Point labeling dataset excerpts
____________________

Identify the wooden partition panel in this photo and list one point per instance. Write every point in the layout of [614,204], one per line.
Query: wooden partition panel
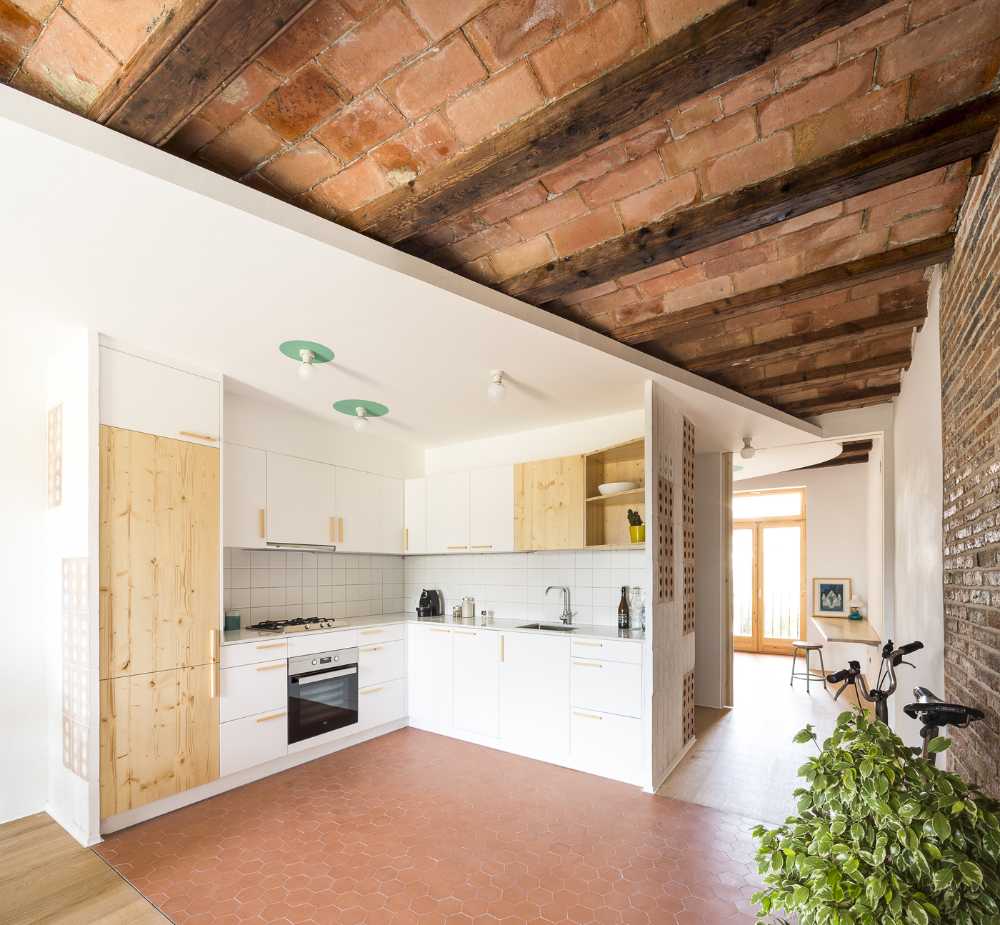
[159,552]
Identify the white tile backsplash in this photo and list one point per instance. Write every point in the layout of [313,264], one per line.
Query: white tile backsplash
[513,584]
[284,584]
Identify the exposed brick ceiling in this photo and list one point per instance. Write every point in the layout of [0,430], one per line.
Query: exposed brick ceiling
[357,99]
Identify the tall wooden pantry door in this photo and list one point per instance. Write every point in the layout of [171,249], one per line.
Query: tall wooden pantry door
[159,617]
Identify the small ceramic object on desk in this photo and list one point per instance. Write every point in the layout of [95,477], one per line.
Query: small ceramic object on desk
[636,528]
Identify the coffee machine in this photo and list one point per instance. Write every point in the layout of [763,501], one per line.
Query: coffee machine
[431,603]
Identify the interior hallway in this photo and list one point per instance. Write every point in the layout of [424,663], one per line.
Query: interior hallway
[744,760]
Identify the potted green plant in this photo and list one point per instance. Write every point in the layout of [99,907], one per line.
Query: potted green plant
[636,528]
[881,837]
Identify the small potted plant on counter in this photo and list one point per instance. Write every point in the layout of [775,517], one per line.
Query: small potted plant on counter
[882,837]
[636,528]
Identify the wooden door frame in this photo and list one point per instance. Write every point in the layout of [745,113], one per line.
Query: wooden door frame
[756,642]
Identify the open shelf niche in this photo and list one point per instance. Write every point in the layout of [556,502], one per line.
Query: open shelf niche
[607,520]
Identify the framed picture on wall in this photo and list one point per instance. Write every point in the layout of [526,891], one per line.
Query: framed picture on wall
[831,597]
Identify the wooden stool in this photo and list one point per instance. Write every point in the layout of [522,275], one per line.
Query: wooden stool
[807,675]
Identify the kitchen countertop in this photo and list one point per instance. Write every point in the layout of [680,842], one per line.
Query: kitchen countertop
[582,631]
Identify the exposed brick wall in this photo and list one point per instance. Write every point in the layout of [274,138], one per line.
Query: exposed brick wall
[970,410]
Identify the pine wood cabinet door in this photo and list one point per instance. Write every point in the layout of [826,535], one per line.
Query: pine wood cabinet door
[159,553]
[159,736]
[549,503]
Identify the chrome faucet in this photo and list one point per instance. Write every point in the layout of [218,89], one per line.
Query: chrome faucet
[567,615]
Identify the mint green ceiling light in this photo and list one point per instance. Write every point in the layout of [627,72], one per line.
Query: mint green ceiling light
[361,410]
[307,353]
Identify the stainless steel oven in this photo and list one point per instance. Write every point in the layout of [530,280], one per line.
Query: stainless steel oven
[322,693]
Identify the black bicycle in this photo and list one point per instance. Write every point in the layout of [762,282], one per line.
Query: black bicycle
[932,713]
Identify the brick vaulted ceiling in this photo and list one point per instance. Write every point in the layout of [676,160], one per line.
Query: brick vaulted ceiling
[751,190]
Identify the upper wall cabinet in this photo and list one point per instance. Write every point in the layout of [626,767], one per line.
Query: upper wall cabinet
[244,504]
[491,509]
[549,503]
[153,398]
[300,501]
[448,512]
[415,516]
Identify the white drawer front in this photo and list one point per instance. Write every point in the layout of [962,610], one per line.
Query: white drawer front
[252,689]
[381,703]
[610,650]
[252,740]
[381,633]
[605,744]
[249,653]
[381,661]
[322,642]
[608,687]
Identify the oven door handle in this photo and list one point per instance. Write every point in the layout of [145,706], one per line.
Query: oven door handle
[336,673]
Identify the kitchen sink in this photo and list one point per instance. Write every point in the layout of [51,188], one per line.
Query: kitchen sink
[555,627]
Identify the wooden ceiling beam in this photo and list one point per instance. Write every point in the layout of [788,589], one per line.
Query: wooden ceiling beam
[732,41]
[949,136]
[699,320]
[835,336]
[828,375]
[839,401]
[194,54]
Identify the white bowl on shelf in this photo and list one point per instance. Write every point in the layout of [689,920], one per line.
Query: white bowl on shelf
[616,488]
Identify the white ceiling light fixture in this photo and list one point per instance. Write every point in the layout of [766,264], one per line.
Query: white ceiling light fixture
[496,389]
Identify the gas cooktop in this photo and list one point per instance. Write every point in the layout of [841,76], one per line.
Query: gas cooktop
[298,625]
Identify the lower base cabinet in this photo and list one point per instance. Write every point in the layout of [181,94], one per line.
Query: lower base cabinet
[253,740]
[606,744]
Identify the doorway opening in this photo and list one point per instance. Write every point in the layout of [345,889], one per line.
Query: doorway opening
[769,570]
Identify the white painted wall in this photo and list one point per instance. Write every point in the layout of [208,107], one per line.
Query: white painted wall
[540,443]
[710,643]
[23,691]
[918,515]
[281,428]
[837,527]
[71,542]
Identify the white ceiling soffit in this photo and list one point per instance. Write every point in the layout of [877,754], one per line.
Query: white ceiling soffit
[156,252]
[783,458]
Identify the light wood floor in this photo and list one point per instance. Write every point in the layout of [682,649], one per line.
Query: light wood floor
[45,876]
[744,760]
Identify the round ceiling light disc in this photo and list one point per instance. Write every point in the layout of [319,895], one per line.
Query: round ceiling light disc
[350,406]
[293,350]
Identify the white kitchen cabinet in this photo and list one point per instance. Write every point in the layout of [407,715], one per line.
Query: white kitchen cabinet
[358,509]
[300,505]
[390,515]
[535,696]
[605,744]
[381,661]
[448,512]
[415,515]
[429,674]
[244,499]
[251,689]
[252,740]
[491,509]
[607,687]
[476,672]
[154,398]
[381,703]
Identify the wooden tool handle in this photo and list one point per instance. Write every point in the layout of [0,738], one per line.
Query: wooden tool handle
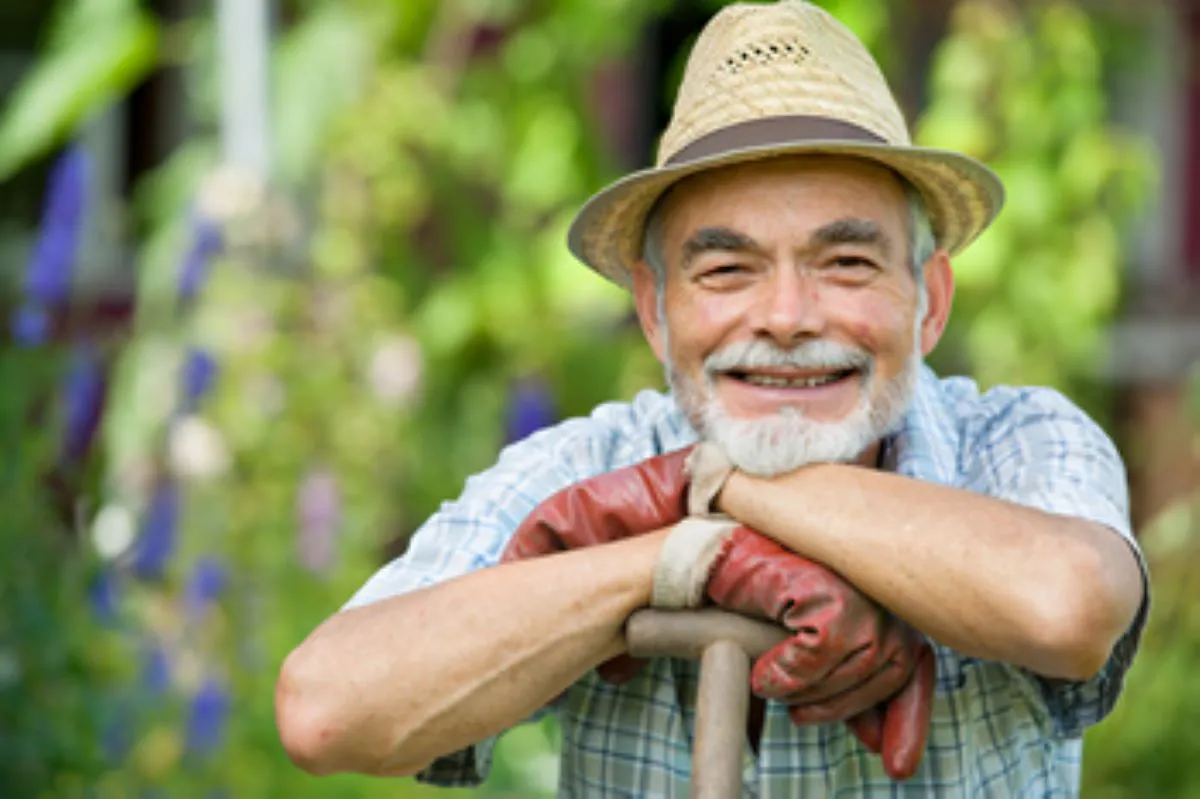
[687,634]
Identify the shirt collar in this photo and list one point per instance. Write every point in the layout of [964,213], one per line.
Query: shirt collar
[925,446]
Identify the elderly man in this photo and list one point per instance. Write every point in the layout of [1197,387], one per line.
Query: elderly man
[790,260]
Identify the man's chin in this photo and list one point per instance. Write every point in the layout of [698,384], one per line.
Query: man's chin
[783,443]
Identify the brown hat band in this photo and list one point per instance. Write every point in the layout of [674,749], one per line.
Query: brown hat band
[773,131]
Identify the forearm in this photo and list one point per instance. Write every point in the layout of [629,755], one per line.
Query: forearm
[387,688]
[989,578]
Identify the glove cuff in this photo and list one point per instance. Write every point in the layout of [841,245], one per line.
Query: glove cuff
[687,559]
[708,468]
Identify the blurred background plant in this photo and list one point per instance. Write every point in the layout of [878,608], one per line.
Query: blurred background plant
[322,350]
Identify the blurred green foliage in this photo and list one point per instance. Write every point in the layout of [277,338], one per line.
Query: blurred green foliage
[382,307]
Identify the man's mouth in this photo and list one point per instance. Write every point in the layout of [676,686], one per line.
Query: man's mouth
[777,379]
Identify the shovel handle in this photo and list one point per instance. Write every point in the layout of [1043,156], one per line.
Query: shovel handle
[724,643]
[687,634]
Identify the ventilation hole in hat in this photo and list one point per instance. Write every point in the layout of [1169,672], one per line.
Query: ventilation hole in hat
[762,53]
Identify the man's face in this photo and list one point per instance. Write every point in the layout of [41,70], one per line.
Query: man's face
[790,324]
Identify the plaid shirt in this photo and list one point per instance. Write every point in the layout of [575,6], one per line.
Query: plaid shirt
[997,730]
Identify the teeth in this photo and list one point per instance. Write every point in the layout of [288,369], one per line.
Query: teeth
[784,383]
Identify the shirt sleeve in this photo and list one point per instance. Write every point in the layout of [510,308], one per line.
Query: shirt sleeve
[472,532]
[1044,452]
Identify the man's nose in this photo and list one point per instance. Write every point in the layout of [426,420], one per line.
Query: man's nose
[790,307]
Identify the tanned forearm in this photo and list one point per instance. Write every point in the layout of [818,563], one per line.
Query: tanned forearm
[987,577]
[387,688]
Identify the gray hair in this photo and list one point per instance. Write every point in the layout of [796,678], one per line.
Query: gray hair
[921,242]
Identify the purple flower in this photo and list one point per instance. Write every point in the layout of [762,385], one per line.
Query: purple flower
[117,734]
[319,516]
[205,244]
[31,325]
[204,586]
[83,402]
[199,374]
[155,670]
[103,594]
[207,718]
[48,276]
[156,540]
[531,408]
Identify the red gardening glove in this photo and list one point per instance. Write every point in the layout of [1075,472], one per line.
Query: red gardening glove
[846,655]
[610,506]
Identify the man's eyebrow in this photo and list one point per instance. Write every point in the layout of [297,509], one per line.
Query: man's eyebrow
[717,240]
[851,230]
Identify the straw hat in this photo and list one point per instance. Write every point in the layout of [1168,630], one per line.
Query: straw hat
[772,79]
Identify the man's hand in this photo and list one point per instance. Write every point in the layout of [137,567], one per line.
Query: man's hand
[615,505]
[846,656]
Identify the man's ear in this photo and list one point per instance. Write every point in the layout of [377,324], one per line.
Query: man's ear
[940,293]
[646,301]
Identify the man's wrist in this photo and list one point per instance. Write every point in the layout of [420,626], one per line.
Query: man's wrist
[731,498]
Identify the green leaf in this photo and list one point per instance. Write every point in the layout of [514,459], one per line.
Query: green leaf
[76,78]
[321,67]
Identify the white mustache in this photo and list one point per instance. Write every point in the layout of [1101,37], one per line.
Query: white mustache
[810,355]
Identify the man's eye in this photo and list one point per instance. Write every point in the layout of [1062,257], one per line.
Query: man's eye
[852,262]
[725,269]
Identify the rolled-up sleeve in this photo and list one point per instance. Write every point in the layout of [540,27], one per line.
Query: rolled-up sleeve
[1041,451]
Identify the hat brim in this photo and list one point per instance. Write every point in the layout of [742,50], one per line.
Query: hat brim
[963,197]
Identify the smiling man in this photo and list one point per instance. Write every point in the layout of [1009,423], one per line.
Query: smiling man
[955,569]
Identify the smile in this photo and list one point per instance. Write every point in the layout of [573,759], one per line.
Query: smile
[780,380]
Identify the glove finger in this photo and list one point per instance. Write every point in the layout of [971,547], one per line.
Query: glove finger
[621,670]
[868,727]
[864,696]
[907,718]
[786,670]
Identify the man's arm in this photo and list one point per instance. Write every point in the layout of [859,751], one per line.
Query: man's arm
[987,577]
[387,688]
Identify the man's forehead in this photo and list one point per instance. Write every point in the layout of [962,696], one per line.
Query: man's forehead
[873,185]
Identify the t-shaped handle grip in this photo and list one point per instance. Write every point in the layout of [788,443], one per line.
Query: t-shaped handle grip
[724,643]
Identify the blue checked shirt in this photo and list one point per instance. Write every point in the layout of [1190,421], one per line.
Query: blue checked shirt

____________________

▸ EXERCISE PROMPT
From the line containing "Identify the hat" to the last line of the material, please quote every line exactly and only those.

▸ RESPONSE BELOW
Identify the hat brim in this photo and list one point per instance. Write every point in the layout of [742,50], one per line.
Query: hat brim
[963,197]
Identify the smiling man in this photo and list one point per instance. Write every point in the layout of [1009,423], one per line.
Query: smiling man
[955,569]
Identify the smile in this photo and list one point per instance. Write every point in the layout of [573,759], one per line.
Query: smile
[780,380]
Identify the glove finger in this photo and list one point per instance. Write every point in the layout of [971,547], one per line.
Query: glove finger
[621,670]
[868,727]
[864,696]
[907,718]
[786,670]
Identify the man's arm in this photo and list one point per instance. Write every point in the layout of [859,751], one per line.
Query: man's arm
[987,577]
[387,688]
Identify the man's forehead in this photo and list one point per instance. Write every point in the layout of [962,696], one per line.
Query: man's forehead
[873,185]
Identify the t-shaped handle grip in this photo and list one point per instance. Write every point in the layout of [788,443], one per line.
Query: t-shaped handle grip
[724,643]
Identify the blue checked shirt in this photo and list one point per instance. Write every point in the layout of [1190,421], one per line.
Query: blue checked shirt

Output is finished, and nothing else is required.